_SOURCE DOCUMENT:_

Through her Let’s Move initiative, first lady Michelle Obama has made exercise and healthy eating a “cool” cause célèbre, with celebs like Beyoncé willing to lend support to her efforts. The AIDS ribbon became ubiquitous at the Academy Awards and other high-profile events in the 1990s, when Magic Johnson, Arthur Ashe and other celebrities made it a major issue in the black community. The disease has since been a topic of storylines on popular black programs like Girlfriends, and the focus of star-studded awareness campaigns.
Part of the challenge may be due to one uncomfortable reality: Everyone has to eat food, so ultimately we sympathize with people’s efforts to eat healthily. Most adults have sex, and since AIDS infections can involve a lack of awareness or a violation of trust in a relationship, or transmission from parent to child, we can sympathize with those suffering. But today, many find it hard to sympathize with smokers.

_ABOUT THIS TASK:_ From the passage on celebrity health causes, reproduce word for word the stretch that begins with the words containing "Part of the" and ends with "sympathize with smokers.".

_MATERIAL SUPPLIED:_
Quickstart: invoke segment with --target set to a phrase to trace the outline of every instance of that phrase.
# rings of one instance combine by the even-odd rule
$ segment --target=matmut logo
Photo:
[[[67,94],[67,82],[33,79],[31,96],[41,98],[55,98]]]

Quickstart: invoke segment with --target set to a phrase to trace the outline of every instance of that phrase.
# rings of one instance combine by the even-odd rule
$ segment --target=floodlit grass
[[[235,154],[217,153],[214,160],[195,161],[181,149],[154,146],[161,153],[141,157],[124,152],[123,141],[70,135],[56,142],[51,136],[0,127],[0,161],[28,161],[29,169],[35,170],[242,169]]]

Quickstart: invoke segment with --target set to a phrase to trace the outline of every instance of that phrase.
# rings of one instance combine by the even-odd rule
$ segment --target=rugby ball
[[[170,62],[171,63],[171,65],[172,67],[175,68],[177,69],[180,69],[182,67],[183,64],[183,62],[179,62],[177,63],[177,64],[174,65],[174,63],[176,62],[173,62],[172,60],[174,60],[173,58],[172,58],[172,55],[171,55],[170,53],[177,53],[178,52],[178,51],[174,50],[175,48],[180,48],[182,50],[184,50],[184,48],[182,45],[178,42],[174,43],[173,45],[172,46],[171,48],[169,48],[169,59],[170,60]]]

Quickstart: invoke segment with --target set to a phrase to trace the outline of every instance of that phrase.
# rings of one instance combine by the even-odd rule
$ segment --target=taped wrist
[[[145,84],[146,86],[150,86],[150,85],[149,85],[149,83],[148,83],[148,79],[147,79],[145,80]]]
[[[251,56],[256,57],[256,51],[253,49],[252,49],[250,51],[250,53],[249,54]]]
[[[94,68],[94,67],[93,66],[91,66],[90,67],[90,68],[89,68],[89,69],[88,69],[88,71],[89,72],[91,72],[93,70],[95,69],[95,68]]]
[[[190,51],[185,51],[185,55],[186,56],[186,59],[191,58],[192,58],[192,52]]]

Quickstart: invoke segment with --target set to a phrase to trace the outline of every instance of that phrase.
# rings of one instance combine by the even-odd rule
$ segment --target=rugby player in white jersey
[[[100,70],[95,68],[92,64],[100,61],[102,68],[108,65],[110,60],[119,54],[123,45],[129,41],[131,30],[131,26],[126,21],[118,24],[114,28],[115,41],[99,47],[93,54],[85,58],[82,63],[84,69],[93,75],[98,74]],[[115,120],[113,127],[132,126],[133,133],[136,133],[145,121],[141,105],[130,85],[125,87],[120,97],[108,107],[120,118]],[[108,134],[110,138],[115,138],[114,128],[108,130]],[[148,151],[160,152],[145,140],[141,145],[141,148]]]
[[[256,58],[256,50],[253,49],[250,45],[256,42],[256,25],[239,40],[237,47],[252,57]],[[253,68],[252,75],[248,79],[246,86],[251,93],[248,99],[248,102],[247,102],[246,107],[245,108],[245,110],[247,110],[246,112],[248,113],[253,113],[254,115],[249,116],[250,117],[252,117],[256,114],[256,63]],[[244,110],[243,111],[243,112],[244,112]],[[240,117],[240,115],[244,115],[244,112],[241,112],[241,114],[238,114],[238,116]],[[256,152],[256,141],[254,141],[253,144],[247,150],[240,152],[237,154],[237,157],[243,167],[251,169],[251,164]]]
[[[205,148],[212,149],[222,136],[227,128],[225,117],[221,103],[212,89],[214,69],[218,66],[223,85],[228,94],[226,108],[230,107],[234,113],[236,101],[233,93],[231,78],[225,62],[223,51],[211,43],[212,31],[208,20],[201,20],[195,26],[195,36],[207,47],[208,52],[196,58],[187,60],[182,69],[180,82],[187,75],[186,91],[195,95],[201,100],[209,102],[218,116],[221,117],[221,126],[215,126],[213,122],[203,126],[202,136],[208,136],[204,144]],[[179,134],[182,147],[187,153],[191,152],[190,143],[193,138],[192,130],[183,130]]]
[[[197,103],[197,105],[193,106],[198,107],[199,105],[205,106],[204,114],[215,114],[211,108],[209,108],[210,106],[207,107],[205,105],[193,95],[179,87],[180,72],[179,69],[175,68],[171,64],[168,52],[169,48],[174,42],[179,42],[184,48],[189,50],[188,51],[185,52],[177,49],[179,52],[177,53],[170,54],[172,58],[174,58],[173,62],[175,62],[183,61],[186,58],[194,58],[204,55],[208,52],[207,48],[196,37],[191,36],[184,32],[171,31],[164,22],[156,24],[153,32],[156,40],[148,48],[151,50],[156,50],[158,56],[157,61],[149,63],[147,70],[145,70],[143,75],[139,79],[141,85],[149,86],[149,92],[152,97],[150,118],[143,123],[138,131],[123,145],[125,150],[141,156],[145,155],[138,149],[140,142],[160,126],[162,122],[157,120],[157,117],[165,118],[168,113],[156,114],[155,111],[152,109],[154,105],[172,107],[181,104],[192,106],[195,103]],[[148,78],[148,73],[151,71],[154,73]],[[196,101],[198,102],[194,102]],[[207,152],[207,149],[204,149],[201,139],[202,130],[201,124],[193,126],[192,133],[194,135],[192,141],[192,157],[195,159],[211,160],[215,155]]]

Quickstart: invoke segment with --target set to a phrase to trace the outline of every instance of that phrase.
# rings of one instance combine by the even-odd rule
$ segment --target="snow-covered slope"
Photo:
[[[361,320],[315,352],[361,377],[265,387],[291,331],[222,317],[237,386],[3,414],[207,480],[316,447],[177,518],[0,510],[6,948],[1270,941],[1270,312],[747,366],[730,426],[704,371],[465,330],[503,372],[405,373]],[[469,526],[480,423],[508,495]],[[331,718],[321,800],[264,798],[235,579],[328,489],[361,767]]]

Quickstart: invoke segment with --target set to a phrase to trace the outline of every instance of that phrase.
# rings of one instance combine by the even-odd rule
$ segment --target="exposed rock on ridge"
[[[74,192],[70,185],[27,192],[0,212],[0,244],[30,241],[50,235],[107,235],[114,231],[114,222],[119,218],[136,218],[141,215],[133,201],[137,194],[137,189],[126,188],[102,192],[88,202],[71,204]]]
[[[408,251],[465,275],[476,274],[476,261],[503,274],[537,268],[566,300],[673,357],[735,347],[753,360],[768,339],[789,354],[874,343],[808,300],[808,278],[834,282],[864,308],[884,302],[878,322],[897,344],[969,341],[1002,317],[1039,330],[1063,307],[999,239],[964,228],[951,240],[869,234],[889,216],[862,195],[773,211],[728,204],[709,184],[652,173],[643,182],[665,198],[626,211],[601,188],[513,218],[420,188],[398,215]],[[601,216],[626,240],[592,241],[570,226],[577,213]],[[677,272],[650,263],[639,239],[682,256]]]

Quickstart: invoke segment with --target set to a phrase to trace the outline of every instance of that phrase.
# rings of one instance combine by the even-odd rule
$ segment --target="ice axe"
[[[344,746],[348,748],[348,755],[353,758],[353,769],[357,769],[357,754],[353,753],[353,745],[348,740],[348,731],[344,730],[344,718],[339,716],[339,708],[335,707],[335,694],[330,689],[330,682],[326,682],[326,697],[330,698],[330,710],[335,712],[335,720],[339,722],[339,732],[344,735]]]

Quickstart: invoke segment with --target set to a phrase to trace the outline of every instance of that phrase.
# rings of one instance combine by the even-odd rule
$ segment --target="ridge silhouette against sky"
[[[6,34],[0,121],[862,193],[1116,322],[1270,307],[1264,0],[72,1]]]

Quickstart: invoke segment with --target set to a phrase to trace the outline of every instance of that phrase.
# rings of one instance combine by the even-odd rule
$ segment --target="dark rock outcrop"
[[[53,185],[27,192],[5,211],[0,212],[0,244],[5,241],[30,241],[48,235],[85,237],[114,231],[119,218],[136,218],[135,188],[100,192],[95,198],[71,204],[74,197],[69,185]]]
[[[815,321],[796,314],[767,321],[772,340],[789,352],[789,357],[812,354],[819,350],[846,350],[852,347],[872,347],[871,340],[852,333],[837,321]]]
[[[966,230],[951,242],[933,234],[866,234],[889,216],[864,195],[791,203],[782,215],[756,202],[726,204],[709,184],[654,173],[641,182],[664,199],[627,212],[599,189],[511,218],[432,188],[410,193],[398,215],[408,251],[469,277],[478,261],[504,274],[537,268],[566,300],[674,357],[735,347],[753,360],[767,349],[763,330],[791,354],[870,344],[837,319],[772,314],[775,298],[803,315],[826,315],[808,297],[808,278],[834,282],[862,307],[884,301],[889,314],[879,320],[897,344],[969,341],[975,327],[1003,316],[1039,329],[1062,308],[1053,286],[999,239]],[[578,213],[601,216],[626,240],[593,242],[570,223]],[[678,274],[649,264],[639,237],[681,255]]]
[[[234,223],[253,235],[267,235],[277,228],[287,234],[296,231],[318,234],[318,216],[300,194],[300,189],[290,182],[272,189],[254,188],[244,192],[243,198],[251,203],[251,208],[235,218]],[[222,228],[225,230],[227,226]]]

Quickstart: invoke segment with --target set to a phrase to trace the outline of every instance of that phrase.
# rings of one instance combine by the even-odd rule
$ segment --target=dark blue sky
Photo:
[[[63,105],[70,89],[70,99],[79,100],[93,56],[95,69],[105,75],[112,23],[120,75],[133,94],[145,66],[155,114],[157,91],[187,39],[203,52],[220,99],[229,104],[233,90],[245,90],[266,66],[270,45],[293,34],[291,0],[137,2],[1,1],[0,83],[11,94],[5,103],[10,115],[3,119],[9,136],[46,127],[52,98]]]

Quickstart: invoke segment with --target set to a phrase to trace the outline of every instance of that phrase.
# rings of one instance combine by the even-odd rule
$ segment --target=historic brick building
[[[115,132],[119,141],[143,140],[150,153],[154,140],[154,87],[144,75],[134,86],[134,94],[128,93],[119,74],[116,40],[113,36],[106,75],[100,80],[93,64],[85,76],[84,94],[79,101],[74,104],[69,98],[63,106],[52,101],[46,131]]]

_EXERCISE RESPONSE:_
Part of the challenge may be due to one uncomfortable reality: Everyone has to eat food, so ultimately we sympathize with people’s efforts to eat healthily. Most adults have sex, and since AIDS infections can involve a lack of awareness or a violation of trust in a relationship, or transmission from parent to child, we can sympathize with those suffering. But today, many find it hard to sympathize with smokers.